## Text
***

Results of a molecular profiling analysis to identify the frequency of Homologous Recombination Deficiencies (HRD) from approximately 53,000 tumours have been announced. The results demonstrated the utility of the company’s proprietary Caris Molecular Intelligence® Comprehensive Genomic Profiling Plus (CGP+) platform for use in personalised medicine and drug discovery and development. The study was presented at an oral abstract session at the 2017 American Society for Clinical Oncology (ASCO) Annual Meeting in Chicago.
Homologous recombination (HR) is an intracellular process to accurately repair double-stranded DNA breaks, which can cause cell death if not repaired by the cell. Deficiencies in HR can result in incomplete or incorrect recombination that may lead to tumourigenesis. Breast and ovarian cancers are known to have a high frequency of HRDs; the more well-known gene mutations, BRCA1/2, increase the risk of malignancy by this process. Drug developers try to exploit these mutations by further inhibiting deficient HR and causing cell death. Drugs that work by this process include PARP inhibitors, a class of drug recently approved based on their success in ovarian cancer.

***

## Work instruction 1
Please list every abbreviation that the text on homologous recombination deficiency profiling spells out, each with its full form.
## Work instruction 2
Extend the text on homologous recombination deficiency profiling, picking up after its last sentence.

***

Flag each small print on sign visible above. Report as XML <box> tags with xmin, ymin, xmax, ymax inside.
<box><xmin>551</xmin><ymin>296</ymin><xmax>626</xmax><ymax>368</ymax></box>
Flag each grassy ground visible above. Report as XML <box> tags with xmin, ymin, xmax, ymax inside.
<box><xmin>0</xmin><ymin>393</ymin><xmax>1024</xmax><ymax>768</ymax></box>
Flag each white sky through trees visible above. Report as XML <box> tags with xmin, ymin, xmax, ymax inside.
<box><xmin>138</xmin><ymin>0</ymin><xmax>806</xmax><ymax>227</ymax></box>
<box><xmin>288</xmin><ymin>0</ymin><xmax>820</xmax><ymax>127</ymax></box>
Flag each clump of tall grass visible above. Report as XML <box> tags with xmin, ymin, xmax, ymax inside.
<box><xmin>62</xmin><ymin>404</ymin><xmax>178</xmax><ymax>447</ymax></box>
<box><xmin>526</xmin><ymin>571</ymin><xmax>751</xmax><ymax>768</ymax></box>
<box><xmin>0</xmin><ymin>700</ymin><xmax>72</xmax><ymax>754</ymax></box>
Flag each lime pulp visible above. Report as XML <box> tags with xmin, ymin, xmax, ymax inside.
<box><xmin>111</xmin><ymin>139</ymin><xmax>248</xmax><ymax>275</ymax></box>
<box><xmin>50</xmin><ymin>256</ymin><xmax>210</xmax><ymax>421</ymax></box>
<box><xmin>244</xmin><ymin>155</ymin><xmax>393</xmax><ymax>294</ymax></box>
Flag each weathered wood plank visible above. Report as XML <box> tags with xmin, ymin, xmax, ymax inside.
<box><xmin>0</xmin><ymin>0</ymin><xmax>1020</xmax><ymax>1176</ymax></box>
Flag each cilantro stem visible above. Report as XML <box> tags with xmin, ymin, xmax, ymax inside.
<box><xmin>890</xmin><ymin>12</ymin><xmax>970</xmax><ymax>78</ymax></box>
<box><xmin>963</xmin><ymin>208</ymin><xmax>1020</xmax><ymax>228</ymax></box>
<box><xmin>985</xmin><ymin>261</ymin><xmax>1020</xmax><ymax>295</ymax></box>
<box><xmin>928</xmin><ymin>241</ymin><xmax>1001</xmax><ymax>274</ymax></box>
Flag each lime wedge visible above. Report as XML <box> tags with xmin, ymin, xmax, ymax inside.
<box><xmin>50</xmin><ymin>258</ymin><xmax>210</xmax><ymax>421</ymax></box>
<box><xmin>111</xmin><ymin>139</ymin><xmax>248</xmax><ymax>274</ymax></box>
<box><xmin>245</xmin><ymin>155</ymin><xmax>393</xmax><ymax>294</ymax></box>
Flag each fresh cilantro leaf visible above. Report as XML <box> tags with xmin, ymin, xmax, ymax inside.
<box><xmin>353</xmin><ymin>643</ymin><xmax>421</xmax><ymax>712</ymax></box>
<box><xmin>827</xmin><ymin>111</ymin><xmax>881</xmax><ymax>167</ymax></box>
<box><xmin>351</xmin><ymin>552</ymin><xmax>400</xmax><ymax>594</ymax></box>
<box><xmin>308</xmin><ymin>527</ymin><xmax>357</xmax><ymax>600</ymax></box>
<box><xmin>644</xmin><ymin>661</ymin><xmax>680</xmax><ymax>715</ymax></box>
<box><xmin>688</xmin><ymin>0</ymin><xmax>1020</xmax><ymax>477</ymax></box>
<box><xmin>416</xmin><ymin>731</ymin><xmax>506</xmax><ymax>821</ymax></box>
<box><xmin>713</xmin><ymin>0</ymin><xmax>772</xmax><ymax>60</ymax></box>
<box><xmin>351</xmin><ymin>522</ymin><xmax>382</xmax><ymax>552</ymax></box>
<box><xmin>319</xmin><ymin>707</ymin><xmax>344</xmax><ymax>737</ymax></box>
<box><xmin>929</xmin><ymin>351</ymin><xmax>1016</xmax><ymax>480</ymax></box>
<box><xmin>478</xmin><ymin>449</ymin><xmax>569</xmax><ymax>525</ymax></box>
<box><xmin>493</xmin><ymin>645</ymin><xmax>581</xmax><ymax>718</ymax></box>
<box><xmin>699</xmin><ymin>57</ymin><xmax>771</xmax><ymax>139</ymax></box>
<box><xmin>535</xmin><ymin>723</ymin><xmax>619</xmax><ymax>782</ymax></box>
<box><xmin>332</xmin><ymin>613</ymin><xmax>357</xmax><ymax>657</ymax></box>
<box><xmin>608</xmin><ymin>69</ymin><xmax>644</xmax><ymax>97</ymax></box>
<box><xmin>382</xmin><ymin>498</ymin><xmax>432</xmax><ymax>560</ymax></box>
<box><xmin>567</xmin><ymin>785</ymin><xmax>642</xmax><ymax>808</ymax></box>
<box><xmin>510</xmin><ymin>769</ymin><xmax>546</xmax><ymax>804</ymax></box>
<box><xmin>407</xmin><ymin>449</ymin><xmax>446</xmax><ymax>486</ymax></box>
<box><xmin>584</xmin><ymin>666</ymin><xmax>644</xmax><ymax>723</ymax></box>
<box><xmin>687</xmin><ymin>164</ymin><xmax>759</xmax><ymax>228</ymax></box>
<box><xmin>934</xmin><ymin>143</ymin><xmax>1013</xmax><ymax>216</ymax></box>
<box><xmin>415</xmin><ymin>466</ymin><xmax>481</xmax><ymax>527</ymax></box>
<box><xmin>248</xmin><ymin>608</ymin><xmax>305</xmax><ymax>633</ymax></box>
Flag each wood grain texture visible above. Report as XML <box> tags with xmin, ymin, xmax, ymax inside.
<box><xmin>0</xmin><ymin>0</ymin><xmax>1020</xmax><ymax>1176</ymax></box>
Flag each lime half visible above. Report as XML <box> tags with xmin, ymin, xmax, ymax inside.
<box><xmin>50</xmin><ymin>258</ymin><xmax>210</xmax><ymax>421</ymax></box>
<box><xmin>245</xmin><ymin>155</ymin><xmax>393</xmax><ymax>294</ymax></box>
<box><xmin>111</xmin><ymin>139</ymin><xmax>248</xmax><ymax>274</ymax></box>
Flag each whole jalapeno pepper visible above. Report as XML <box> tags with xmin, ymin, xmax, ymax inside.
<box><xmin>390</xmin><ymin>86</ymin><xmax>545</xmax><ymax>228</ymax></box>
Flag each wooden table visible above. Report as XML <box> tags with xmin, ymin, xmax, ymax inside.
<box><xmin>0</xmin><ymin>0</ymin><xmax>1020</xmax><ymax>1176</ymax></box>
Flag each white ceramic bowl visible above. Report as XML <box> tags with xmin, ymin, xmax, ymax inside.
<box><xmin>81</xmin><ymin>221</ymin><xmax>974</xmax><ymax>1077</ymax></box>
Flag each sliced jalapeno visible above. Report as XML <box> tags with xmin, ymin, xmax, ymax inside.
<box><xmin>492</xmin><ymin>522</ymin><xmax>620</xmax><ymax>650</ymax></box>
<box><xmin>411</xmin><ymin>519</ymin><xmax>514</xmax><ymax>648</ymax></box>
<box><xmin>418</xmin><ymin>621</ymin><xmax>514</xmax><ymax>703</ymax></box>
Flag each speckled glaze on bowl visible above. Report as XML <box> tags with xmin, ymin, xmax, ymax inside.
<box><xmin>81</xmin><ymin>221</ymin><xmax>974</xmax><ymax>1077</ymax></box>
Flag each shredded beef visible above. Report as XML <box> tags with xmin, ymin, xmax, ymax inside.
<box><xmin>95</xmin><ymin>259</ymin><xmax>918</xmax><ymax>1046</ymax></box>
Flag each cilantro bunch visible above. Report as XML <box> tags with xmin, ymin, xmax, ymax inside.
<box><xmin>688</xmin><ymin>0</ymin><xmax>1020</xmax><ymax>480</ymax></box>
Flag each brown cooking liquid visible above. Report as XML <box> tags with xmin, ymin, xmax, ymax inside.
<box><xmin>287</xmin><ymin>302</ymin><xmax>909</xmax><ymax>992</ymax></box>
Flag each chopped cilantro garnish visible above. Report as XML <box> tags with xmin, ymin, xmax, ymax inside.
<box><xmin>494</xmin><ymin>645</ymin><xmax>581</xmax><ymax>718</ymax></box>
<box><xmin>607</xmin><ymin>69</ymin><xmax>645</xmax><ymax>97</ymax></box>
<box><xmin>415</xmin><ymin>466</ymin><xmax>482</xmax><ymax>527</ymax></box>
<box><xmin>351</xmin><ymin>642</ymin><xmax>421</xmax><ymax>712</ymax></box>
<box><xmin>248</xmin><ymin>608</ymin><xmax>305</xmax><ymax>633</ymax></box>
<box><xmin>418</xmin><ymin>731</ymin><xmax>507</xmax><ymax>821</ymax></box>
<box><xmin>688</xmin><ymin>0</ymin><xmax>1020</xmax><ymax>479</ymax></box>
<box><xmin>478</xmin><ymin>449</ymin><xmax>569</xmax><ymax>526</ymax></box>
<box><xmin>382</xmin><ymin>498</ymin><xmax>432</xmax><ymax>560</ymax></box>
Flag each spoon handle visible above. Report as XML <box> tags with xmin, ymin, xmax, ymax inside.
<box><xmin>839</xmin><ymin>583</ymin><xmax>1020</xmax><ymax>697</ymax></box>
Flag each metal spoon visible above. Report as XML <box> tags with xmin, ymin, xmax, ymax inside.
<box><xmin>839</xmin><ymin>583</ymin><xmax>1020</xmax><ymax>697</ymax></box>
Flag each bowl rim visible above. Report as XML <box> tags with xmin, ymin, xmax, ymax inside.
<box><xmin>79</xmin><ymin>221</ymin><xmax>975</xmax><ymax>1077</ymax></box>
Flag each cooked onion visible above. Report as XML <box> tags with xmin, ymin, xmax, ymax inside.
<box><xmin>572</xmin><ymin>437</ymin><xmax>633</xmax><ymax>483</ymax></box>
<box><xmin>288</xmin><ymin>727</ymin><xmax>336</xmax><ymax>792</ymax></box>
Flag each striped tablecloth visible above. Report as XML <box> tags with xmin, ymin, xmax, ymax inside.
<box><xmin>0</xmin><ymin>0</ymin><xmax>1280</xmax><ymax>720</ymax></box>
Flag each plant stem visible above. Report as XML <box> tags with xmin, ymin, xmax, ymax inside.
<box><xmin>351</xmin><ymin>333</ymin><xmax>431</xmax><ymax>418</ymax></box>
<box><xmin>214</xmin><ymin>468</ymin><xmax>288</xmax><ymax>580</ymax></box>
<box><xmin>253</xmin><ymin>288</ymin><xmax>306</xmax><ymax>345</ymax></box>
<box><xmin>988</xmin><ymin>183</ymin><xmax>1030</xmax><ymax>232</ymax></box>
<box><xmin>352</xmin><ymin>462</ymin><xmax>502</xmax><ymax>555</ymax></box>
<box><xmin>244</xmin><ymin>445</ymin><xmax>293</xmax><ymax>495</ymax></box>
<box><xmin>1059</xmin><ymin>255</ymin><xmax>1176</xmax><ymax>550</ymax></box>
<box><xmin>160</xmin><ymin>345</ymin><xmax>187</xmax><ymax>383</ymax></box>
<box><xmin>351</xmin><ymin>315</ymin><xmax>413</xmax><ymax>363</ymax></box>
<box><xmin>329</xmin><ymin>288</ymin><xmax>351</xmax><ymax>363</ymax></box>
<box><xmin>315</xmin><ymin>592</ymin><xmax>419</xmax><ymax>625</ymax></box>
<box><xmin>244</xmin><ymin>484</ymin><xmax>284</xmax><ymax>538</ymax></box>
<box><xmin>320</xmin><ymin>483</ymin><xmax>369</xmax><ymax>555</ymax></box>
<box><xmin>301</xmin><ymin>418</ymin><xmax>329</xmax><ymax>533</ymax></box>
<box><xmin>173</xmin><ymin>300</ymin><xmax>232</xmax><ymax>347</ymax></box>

***

## Expected answer 1
HRD: Homologous Recombination Deficiencies
CGP+: Comprehensive Genomic Profiling Plus
ASCO: American Society for Clinical Oncology
HR: homologous recombination

## Expected answer 2
The study’s objective was to investigate the prevalence of HR gene mutations in a wide variety of tumour types in order to identify other lineages that may be targeted with these new agents. More than 53,000 tumour samples from bladder, breast, ovarian, pancreas, prostate, colorectal, lung and many others cancer types were analysed by Caris Life Sciences. Caris Molecular Intelligence’s CGP+ approach assesses DNA, RNA and proteins to create a molecular profile of the tumour. This profile has utility in individualising a patient’s treatment regimen, as well as being a tool to improve drug discovery and development. This study evaluated the mutation prevalence of more than 15 HR genes in each of the tumour biopsy samples.
“Deficiencies in HR are a therapeutic target for breast and ovarian cancers, particularly patients with germline as well as somatic BRCA1/2 mutations,” said Arielle L. Heeke, MD, a clinical fellow at the Georgetown Lombardi Comprehensive Cancer Center and lead author of the study. “However, we know that other gene mutations play a role in HRD and that they can occur in other tumour types. Results of this study provide the evidence that many genetic mutations are involved in a wide range of tumour types. Caris’ tumour profiling platform enabled us to accurately identify the frequency of different mutations and which tumour types are most commonly impacted. These data hopefully will provide a pathway to development of additional agents to treat these cancers that have the potential to result in improved and more individualised treatment of our patients.”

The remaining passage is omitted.